> **WRITTEN PROBLEM**
Reproduce the lines below word for word, starting at the line that contains "[output] one dot per instance, form <point>235,107</point>." and ending at the line that contains "<point>386,212</point>", with both of those lines included.

> **GIVEN DATA**
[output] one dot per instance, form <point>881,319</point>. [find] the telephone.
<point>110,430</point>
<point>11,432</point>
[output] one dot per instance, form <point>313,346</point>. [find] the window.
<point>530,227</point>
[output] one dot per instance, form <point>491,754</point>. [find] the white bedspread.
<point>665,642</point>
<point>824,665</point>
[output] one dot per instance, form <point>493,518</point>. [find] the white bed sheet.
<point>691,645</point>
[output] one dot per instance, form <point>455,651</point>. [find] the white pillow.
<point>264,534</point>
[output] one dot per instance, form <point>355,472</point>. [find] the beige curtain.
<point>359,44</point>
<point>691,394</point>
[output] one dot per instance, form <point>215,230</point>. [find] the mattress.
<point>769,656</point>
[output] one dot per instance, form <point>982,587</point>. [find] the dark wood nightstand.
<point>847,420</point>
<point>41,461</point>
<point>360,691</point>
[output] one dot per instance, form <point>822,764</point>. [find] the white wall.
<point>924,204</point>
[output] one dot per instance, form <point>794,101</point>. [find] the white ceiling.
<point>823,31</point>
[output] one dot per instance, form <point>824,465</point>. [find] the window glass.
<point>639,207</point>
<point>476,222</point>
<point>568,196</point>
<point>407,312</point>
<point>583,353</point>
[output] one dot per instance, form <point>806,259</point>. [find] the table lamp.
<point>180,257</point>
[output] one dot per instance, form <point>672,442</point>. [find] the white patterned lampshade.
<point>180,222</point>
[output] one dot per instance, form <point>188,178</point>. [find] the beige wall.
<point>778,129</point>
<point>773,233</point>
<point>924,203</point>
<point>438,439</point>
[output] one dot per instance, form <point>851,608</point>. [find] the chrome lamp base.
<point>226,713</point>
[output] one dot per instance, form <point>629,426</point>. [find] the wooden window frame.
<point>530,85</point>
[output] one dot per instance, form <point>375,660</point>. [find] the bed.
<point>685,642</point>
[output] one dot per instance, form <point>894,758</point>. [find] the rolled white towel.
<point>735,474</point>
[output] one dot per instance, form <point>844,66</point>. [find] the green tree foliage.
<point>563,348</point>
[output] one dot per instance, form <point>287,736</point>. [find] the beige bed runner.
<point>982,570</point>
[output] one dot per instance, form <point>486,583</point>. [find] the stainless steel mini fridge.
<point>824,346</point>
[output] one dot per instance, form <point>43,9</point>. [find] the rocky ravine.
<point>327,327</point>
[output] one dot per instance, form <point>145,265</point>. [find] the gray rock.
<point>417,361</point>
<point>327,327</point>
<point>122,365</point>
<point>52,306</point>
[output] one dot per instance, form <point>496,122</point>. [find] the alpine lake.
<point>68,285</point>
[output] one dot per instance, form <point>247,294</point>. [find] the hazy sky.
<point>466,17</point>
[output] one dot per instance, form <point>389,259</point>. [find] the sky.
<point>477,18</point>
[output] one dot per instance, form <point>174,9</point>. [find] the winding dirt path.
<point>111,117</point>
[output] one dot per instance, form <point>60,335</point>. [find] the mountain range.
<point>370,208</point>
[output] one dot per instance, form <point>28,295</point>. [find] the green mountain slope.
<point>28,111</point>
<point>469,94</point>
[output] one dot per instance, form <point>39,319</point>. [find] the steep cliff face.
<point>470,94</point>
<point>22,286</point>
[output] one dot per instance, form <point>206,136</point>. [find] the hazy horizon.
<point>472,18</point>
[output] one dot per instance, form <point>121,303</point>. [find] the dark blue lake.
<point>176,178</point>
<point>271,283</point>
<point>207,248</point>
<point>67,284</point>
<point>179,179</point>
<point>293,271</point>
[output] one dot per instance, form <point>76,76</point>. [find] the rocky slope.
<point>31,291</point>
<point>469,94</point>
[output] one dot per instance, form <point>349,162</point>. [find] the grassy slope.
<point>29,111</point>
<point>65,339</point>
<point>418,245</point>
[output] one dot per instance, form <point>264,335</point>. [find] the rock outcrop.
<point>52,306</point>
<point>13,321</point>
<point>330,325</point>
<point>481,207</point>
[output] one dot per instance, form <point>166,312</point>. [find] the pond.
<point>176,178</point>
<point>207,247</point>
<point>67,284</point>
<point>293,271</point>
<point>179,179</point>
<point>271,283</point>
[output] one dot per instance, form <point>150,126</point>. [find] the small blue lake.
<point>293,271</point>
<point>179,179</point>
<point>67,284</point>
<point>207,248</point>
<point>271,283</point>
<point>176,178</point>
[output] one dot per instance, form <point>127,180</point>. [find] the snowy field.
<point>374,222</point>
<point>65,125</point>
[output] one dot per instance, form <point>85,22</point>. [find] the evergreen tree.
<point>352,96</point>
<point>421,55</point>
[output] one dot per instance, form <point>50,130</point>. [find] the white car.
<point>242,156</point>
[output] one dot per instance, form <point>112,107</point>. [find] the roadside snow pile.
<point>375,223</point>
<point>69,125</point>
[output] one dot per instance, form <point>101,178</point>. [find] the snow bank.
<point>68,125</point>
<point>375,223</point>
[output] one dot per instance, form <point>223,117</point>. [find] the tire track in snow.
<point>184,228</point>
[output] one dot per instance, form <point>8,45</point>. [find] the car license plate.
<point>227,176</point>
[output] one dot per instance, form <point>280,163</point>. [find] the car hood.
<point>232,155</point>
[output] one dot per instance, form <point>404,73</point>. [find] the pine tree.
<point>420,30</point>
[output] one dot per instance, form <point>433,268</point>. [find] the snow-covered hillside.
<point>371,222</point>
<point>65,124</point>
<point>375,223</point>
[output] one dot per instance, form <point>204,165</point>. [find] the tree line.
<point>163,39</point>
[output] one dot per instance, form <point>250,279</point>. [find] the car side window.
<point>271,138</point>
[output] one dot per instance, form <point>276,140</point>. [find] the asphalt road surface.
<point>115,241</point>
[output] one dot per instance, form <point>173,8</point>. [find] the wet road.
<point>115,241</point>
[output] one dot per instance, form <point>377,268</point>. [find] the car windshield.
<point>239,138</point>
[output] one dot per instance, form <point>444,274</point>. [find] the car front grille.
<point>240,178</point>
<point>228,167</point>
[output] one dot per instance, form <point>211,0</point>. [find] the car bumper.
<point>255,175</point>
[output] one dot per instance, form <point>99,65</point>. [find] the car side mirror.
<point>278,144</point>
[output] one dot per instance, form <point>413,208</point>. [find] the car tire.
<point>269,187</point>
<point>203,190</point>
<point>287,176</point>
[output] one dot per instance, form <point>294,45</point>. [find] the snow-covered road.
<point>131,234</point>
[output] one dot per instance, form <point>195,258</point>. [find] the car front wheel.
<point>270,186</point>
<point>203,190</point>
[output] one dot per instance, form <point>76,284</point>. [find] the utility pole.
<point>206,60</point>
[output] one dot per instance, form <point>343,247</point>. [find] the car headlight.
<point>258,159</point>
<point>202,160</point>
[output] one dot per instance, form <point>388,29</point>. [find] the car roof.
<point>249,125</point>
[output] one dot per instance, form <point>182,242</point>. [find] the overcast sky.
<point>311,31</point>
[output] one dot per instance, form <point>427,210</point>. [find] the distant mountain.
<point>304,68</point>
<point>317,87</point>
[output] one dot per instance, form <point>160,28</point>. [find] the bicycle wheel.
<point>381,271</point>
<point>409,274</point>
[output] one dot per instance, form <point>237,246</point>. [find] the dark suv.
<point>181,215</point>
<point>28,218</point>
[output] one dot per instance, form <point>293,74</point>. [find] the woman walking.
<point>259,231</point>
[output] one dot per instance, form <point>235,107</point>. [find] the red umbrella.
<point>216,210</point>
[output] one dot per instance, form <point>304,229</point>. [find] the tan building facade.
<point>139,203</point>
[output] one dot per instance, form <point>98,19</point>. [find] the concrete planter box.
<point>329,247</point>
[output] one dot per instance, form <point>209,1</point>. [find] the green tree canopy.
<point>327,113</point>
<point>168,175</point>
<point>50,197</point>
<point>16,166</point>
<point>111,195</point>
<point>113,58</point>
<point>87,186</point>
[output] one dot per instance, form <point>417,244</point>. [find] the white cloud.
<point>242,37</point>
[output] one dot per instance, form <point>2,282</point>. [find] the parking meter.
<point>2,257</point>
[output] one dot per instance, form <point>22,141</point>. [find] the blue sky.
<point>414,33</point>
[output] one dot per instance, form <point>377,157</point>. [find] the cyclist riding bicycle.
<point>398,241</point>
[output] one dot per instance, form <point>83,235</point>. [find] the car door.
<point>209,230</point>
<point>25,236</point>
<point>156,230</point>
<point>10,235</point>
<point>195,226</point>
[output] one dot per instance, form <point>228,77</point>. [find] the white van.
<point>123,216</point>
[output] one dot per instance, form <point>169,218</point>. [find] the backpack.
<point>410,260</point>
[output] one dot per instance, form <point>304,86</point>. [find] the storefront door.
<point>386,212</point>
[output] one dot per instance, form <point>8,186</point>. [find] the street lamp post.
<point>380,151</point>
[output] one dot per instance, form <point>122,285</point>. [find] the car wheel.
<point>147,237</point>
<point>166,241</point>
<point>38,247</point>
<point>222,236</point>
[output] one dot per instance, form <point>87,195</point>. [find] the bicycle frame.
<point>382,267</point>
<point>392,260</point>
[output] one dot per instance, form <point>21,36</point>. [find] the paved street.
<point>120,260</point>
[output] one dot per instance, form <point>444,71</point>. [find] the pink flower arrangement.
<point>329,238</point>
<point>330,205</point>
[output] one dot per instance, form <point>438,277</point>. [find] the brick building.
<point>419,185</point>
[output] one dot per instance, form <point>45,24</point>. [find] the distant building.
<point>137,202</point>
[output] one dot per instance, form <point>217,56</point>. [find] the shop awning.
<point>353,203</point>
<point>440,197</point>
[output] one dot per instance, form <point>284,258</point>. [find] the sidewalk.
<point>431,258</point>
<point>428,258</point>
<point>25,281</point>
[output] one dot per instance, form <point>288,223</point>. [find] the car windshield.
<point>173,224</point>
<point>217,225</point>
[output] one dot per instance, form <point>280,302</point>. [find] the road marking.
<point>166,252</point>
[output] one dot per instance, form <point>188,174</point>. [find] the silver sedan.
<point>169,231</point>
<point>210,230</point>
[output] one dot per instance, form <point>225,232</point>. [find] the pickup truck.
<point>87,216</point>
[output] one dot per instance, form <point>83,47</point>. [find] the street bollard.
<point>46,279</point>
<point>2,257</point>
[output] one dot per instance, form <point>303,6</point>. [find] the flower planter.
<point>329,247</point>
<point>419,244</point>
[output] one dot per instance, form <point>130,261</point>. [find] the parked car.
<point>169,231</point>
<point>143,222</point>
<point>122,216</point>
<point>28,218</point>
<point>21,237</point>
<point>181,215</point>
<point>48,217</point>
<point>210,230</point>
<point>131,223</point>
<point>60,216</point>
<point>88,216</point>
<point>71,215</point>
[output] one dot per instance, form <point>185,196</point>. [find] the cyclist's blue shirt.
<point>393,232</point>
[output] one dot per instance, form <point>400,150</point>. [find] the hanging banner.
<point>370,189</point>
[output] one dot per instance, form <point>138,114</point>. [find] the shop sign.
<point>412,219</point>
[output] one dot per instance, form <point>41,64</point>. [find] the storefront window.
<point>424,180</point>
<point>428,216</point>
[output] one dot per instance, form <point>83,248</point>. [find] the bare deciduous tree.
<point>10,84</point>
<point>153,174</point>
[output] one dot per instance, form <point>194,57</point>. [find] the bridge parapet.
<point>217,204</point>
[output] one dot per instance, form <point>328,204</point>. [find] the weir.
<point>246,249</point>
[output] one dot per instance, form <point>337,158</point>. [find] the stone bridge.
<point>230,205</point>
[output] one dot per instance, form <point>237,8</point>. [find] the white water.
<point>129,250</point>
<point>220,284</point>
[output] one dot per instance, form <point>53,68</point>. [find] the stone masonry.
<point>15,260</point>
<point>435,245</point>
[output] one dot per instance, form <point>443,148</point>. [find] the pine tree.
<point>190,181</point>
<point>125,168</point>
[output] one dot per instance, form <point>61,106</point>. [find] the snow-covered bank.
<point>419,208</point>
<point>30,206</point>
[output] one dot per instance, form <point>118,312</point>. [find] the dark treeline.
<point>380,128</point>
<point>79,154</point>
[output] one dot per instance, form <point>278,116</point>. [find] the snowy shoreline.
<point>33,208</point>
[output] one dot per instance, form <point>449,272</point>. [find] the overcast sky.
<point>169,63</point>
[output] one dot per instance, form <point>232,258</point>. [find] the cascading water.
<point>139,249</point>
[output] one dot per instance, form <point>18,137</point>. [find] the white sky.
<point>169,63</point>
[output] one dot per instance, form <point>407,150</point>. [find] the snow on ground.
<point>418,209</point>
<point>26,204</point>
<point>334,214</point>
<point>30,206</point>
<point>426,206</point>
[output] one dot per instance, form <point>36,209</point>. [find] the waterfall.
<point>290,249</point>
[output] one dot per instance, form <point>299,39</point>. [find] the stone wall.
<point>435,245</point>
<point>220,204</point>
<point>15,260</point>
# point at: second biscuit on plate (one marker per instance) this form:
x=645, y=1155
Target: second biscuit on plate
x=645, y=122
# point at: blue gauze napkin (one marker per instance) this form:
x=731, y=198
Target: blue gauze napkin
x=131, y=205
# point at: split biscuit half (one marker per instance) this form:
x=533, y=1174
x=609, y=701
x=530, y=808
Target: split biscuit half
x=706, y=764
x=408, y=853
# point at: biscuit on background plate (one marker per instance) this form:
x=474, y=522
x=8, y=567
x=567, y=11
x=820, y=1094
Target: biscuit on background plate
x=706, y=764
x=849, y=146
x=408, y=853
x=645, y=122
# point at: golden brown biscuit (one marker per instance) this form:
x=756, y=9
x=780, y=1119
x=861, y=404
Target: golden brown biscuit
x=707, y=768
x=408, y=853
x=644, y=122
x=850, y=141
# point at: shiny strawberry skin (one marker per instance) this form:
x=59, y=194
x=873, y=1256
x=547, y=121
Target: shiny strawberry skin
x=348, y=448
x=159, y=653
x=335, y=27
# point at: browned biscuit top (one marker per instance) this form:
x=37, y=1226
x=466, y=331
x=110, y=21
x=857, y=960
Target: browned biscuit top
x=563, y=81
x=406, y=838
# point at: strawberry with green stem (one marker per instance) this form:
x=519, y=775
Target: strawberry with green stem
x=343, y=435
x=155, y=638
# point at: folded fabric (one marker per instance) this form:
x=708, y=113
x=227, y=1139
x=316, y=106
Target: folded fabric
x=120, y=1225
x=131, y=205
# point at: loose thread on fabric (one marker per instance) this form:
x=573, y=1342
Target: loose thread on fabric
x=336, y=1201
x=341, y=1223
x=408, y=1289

> **PROBLEM SOLUTION**
[output] one dot per instance, form <point>235,107</point>. [find] the red umbrella.
<point>216,210</point>
[output] one dot per instance, form <point>304,229</point>. [find] the tan building facade.
<point>139,203</point>
[output] one dot per instance, form <point>98,19</point>. [find] the concrete planter box.
<point>329,247</point>
[output] one dot per instance, form <point>209,1</point>. [find] the green tree canopy.
<point>327,113</point>
<point>168,175</point>
<point>50,197</point>
<point>16,166</point>
<point>111,195</point>
<point>113,58</point>
<point>87,186</point>
[output] one dot per instance, form <point>417,244</point>. [find] the white cloud.
<point>242,37</point>
[output] one dot per instance, form <point>2,282</point>. [find] the parking meter.
<point>2,257</point>
[output] one dot per instance, form <point>22,141</point>. [find] the blue sky.
<point>414,33</point>
[output] one dot per instance, form <point>377,157</point>. [find] the cyclist riding bicycle.
<point>398,241</point>
[output] one dot per instance, form <point>83,235</point>. [find] the car door.
<point>209,230</point>
<point>25,236</point>
<point>156,230</point>
<point>10,235</point>
<point>195,226</point>
[output] one dot per instance, form <point>228,77</point>. [find] the white van.
<point>123,216</point>
[output] one dot per instance, form <point>169,218</point>. [find] the backpack.
<point>410,260</point>
[output] one dot per instance, form <point>304,86</point>. [find] the storefront door.
<point>386,212</point>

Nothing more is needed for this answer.